### 数据

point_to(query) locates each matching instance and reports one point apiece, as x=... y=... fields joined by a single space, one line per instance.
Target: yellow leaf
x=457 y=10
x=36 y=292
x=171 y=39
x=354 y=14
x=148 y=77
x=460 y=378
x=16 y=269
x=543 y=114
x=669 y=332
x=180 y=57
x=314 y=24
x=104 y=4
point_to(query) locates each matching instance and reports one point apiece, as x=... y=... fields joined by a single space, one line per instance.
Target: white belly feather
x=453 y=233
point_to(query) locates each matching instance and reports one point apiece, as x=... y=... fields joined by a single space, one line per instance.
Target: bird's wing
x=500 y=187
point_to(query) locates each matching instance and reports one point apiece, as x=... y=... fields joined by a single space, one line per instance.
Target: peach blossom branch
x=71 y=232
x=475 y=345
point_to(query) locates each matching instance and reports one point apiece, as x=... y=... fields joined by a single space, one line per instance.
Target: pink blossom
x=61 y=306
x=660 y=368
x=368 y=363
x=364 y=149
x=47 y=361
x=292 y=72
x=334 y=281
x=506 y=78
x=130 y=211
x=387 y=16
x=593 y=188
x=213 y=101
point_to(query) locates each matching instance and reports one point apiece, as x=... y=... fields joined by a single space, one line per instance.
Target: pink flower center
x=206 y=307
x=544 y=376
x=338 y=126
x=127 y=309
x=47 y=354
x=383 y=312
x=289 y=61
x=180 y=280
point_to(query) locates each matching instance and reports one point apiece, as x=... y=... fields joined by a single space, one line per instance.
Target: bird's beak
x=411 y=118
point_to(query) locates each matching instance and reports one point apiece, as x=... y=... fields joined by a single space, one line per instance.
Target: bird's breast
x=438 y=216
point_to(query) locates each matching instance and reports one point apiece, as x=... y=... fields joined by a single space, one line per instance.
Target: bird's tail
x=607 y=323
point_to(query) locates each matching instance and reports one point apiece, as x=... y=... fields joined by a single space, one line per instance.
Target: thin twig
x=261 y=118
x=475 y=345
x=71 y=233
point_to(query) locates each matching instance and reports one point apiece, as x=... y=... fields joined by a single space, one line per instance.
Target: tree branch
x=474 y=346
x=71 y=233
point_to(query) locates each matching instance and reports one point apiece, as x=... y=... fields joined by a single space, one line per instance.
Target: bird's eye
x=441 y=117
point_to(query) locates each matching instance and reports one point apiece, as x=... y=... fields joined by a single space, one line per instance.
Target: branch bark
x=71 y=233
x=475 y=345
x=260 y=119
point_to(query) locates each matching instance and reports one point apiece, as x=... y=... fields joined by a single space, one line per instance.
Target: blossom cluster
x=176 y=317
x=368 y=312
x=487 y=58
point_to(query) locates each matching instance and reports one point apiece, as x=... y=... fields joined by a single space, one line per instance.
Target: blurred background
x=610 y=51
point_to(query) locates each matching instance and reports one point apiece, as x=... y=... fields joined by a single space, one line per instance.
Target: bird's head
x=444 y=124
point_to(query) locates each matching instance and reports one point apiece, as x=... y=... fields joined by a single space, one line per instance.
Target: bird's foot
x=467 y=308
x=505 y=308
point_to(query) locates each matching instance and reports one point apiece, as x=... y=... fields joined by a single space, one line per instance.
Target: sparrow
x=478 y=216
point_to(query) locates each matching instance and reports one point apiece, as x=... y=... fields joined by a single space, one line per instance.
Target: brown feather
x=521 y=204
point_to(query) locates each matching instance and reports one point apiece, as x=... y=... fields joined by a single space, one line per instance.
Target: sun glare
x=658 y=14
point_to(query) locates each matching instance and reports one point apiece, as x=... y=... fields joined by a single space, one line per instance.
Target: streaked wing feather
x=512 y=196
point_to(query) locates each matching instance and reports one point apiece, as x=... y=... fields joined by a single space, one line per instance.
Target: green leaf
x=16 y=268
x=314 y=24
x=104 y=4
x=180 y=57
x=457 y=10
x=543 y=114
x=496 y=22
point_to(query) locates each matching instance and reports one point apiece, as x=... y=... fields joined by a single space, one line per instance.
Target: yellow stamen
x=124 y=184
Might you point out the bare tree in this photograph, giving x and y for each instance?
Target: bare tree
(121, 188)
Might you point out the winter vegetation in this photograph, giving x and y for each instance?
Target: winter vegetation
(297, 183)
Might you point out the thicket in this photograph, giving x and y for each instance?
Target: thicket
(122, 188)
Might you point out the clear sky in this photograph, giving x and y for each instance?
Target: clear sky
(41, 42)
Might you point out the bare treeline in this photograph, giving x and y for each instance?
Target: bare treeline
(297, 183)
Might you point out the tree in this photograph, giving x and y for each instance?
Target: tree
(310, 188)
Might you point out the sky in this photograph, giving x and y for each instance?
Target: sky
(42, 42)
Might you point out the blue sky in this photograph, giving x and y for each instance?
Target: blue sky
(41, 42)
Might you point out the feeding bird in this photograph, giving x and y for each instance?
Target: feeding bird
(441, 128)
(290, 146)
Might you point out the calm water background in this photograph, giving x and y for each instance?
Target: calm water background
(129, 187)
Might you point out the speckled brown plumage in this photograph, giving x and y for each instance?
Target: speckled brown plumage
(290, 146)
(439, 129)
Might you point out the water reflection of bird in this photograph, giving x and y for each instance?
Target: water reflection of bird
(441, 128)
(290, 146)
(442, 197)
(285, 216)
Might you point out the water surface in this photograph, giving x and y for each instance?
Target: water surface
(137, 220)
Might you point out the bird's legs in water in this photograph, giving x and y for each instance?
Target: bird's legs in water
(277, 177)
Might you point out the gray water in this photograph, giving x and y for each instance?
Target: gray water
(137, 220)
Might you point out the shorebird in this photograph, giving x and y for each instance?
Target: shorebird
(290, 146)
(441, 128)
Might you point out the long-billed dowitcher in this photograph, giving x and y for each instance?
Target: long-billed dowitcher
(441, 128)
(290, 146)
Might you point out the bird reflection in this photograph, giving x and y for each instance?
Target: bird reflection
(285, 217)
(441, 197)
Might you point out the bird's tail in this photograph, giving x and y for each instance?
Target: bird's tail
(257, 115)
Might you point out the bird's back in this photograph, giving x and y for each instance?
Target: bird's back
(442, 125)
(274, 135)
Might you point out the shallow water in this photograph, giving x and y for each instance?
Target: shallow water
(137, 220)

### 任务目标
把上方所有条目一字不改地重写一遍，行序和每行内容都保持不变。

### 结果
point_to(query) locates each matching instance and reports one point apiece, as x=... y=... fields joined by a single space, one line per instance.
Target: yellow leaf
x=457 y=10
x=36 y=292
x=171 y=39
x=354 y=14
x=148 y=77
x=460 y=378
x=16 y=269
x=543 y=114
x=669 y=332
x=180 y=57
x=314 y=24
x=104 y=4
point_to(query) locates each matching instance and reports one point apiece, as x=... y=... fields joined by a single space, one line per instance.
Target: white belly feather
x=453 y=233
point_to(query) locates each matching instance and reports one point apiece, as x=... y=... fields joined by a single space, one line per instance.
Target: bird's wing
x=500 y=187
point_to(query) locates each matching instance and reports one point apiece, as x=... y=... fields joined by a single space, one line per instance.
Target: peach blossom branch
x=71 y=232
x=475 y=345
point_to(query) locates each matching instance and reports one point apiece, as x=... y=... fields joined by a single space, one line per instance.
Target: pink blossom
x=61 y=306
x=660 y=368
x=368 y=363
x=364 y=149
x=47 y=361
x=292 y=72
x=334 y=281
x=506 y=78
x=130 y=211
x=387 y=16
x=593 y=188
x=213 y=101
point_to(query) locates each matching instance and reports one point apiece, as x=... y=... fields joined by a single space, one line per instance.
Target: pink flower center
x=206 y=307
x=544 y=376
x=338 y=126
x=127 y=309
x=47 y=354
x=383 y=312
x=289 y=61
x=180 y=280
point_to(query) locates each matching instance and reports one point apiece, as x=... y=... fields joined by a single space, one line per instance.
Target: bird's beak
x=411 y=118
point_to(query) locates each matching instance and reports one point apiece, as x=... y=... fields joined by a single space, one line per instance.
Target: bird's breast
x=438 y=216
point_to(query) locates each matching instance and reports one point apiece, as x=... y=... fields joined by a single space, one line per instance.
Target: bird's tail
x=607 y=323
point_to(query) locates each matching instance and reports one point apiece, as x=... y=... fields joined by a single space, one line per instance.
Target: thin twig
x=261 y=118
x=475 y=345
x=71 y=233
point_to(query) locates each matching instance and reports one point apiece, as x=... y=... fields joined by a single space, one line per instance.
Target: tree branch
x=474 y=346
x=71 y=233
point_to(query) locates each matching instance and reports one point apiece, as x=... y=... fields joined by a single space, one line per instance.
Target: bird's eye
x=441 y=117
point_to(query) locates each matching instance and reports one point apiece, as x=... y=... fields joined by a single space, one line per instance.
Target: branch bark
x=71 y=233
x=475 y=345
x=260 y=119
point_to(query) locates each matching instance and reports one point apiece, as x=... y=... fields joined by a single space, one line per instance.
Target: blossom cluster
x=176 y=317
x=368 y=312
x=487 y=58
point_to(query) locates each matching instance and reports one point apiece, as x=... y=... fields joined by a single space, one line per instance.
Target: blurred background
x=610 y=51
point_to(query) locates each matching instance and reports one point apiece, as x=... y=... fields joined by a single space, one line per instance.
Target: bird's head
x=444 y=124
point_to(query) locates each matching instance and reports one point apiece, as x=... y=... fields joined by a single space, one line per instance.
Target: bird's foot
x=467 y=308
x=505 y=308
point_to(query) locates each matching instance and reports one point apiece, as x=... y=... fields joined by a single space, one line per instance.
Target: sparrow
x=478 y=216
point_to(query) locates each matching instance and reports one point apiece, as x=... y=... fields joined by a single space, one line per instance.
Target: brown feather
x=521 y=204
point_to(query) locates each matching instance and reports one point apiece, as x=... y=... fields joined by a single space, one line per instance.
Target: sun glare
x=658 y=14
point_to(query) locates each matching instance and reports one point apiece, as x=... y=... fields joined by a single space, one line per instance.
Target: streaked wing feather
x=512 y=196
point_to(query) locates each matching instance and reports one point apiece, as x=... y=... fields joined by a single space, one line per instance.
Target: green leaf
x=16 y=268
x=314 y=24
x=104 y=4
x=180 y=57
x=457 y=10
x=543 y=114
x=496 y=22
point_to(query) locates each matching instance and reports one point apiece, as x=... y=... fields joined by a single space, one line per instance.
Target: yellow stamen
x=124 y=184
Might you point out the bare tree in this photograph, giving x and y for each instance?
Target: bare tree
(121, 188)
Might you point out the winter vegetation in this photograph, giving x and y for each instance?
Target: winter vegetation
(297, 183)
Might you point out the thicket in this photograph, giving x and y for each instance?
Target: thicket
(122, 188)
Might you point out the clear sky in this photograph, giving x and y for each instance?
Target: clear sky
(41, 42)
Might you point out the bare treeline in this photograph, giving x and y for each instance?
Target: bare treeline
(297, 183)
Might you point out the tree in this photograph, giving x and y for each instance?
Target: tree
(310, 188)
Might you point out the sky in this photograph, giving x and y for each instance?
Target: sky
(42, 42)
Might you point out the blue sky in this photograph, giving x and y for each instance?
Target: blue sky
(41, 42)
Might you point out the feeding bird in this photograph, giving x and y for each instance?
Target: feeding bird
(441, 128)
(290, 146)
Might you point out the calm water background in this photograph, giving x and y for each instance?
Target: calm water background
(129, 187)
Might you point out the speckled brown plumage in this photograph, giving x and y for each instance?
Target: speckled brown plumage
(290, 146)
(439, 129)
Might you point out the water reflection of bird in this photograph, giving x and y for each instance?
Target: water reflection of bird
(441, 128)
(290, 146)
(442, 197)
(285, 216)
Might you point out the water surface in this photograph, giving x and y for each instance?
Target: water surface
(137, 220)
Might you point out the bird's legs in water in this photograph, giving x and y for each instance?
Target: bird's legs in water
(277, 177)
Might you point out the gray water in this photograph, giving x and y for each instance?
Target: gray water
(137, 220)
Might you point out the shorebird in this photograph, giving x and y for each instance?
Target: shorebird
(290, 146)
(441, 128)
Might you point out the long-billed dowitcher in this photograph, giving x and y for each instance?
Target: long-billed dowitcher
(441, 128)
(290, 146)
Might you point out the bird reflection in this photograph, giving x and y for each instance?
Target: bird reflection
(285, 217)
(441, 197)
Might you point out the bird's tail in this photograph, giving x and y for each instance?
Target: bird's tail
(257, 115)
Might you point out the bird's back in this photograph, giving x and y for each instance?
Target: bird's back
(442, 125)
(274, 135)
Might you point out the shallow water in this photograph, giving x and y for each instance?
Target: shallow water
(137, 220)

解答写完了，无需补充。